■ **Source text**

_ _ _

# TW Steel TW21 Authenticity Check



## Kardel (Jul 9, 2013)

Bought this from a reseller here in the Philippines at a price cheaper than SRP. He claims he got them from the USA. Anyone can verify its authenticity for me? Everything seems fine, except for the lack of a guarantee/warranty card. Seller said he will be giving me a personal warranty. No manual as well, but there was a card with a link to TW Steel's downloadable ones. Bought this for PhP 11,000 (US$ 254.34) while the retail prices of authorized dealers here tag it at PhP 22,000 (US$ 508.67). Well, you can say the people running my country's customs bureau love the finer things in life. :roll: Anyway, here is his site: https://www.facebook.com/WatchesPare?ref=br_tf I really do appreciate any comments. ;-)


----------



## StufflerMike (Mar 23, 2010)

Haven't heard of a fake TW Steel yet. However, from the pics provided I can't tell.


----------



## hpark21 (Oct 8, 2007)

I would be tough to tell, I mean, Miyota movement isn't exactly expensive movement which would be prohibitive to put into a "fake" watch so even if you open the watch up, I would not think you will be able to tell. I say, look at the dial and match up with the respective model on the manufacturer's website. If they look identical, then you are PROBABLY golden. The fakes tend to have SOMETHING different.

_ _ _

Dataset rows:
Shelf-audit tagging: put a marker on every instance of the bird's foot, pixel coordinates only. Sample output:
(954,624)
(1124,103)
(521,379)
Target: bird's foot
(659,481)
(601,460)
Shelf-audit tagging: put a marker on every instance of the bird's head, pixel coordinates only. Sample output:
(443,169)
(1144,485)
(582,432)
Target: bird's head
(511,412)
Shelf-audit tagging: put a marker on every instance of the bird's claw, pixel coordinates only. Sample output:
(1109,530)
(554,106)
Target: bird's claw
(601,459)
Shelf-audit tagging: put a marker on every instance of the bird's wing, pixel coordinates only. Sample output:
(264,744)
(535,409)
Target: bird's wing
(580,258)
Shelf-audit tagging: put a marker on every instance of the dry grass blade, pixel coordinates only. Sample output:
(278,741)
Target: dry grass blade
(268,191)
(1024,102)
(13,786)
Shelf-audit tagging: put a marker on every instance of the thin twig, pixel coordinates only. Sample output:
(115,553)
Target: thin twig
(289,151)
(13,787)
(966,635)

_ _ _

■ **Work required**
Take the forum thread on verifying a TW Steel TW21 further, starting after its last post. The dataset rows have no connection to the thread on checking a TW Steel watch's authenticity.

■ **Output below**
----------



## halsimkarim (Dec 8, 2015)

^^^From the pic it is hard to tell. But I knew reputable company watch store that sells a little bit cheaper from.the price u posted in US. As far as I know if watch is an old model the company would sell the watch much cheaper already. I read one it says fake tw steel is not water resistant.


----------



## StufflerMike (Mar 23, 2010)

halsimkarim said:


> ^^^From the pic it is hard to tell. But I knew reputable company watch store that sells a little bit cheaper from.the price u posted in US. As far as I know if watch is an old model the company would sell the watch much cheaper already. I read one it says fake tw steel is not water resistant.


Thanks for reviving a two years thread.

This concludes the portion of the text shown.